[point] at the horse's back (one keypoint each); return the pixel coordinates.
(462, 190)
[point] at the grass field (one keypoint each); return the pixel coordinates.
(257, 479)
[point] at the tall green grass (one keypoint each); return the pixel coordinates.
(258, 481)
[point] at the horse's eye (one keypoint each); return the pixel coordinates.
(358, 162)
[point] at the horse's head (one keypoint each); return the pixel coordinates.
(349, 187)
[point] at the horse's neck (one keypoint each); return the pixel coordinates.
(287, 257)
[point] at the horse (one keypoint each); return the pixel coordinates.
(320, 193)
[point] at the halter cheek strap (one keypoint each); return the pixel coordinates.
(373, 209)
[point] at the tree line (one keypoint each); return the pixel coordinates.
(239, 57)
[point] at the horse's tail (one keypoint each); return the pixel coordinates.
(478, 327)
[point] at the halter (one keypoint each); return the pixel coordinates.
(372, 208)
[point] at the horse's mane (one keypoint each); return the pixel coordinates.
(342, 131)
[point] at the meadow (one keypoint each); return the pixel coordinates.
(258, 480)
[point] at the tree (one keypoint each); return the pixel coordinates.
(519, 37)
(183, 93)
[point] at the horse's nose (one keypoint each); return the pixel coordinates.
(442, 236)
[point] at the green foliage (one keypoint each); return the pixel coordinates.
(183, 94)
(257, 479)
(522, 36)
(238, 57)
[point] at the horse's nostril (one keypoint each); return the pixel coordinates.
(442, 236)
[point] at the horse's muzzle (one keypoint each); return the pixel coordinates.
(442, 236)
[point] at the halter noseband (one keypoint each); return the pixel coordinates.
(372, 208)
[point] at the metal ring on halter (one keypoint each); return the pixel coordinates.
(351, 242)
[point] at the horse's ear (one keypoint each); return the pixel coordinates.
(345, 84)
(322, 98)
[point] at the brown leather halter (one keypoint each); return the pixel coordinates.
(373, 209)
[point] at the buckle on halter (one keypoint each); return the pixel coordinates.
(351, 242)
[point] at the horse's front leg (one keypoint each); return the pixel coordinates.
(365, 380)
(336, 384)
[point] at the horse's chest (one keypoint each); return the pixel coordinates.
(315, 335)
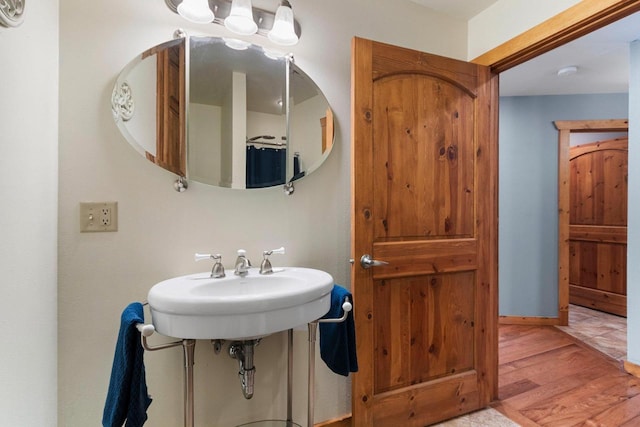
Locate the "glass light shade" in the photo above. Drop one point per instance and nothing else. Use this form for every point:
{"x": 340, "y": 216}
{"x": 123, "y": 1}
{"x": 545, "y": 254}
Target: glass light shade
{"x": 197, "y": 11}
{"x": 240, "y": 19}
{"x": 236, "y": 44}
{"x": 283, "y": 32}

....

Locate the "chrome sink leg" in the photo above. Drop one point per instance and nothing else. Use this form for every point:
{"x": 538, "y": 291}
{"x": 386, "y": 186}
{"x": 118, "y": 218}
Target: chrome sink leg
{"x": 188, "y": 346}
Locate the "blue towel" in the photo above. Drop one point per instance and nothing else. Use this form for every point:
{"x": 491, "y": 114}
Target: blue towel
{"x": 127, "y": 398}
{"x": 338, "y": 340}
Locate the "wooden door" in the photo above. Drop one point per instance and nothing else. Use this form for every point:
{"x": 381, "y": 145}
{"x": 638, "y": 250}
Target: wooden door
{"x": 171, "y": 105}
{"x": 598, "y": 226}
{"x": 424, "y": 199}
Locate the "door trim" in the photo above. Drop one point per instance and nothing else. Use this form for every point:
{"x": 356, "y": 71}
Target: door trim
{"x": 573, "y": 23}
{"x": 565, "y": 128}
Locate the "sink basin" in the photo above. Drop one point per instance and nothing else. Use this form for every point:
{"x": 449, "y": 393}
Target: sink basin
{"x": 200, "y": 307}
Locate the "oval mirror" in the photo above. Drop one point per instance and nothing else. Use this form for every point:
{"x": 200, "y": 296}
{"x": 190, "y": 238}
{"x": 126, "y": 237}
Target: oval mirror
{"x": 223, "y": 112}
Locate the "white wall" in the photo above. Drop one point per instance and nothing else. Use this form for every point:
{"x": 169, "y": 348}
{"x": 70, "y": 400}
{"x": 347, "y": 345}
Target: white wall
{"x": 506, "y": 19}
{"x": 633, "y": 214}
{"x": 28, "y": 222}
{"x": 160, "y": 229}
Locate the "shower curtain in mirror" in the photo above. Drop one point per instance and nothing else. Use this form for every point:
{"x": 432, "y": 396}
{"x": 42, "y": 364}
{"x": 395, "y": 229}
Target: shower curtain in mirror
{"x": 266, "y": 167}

....

JOB:
Count how many lines in the listing above contain the string "door", and reply with that number alone.

CORRECT RESPONSE:
4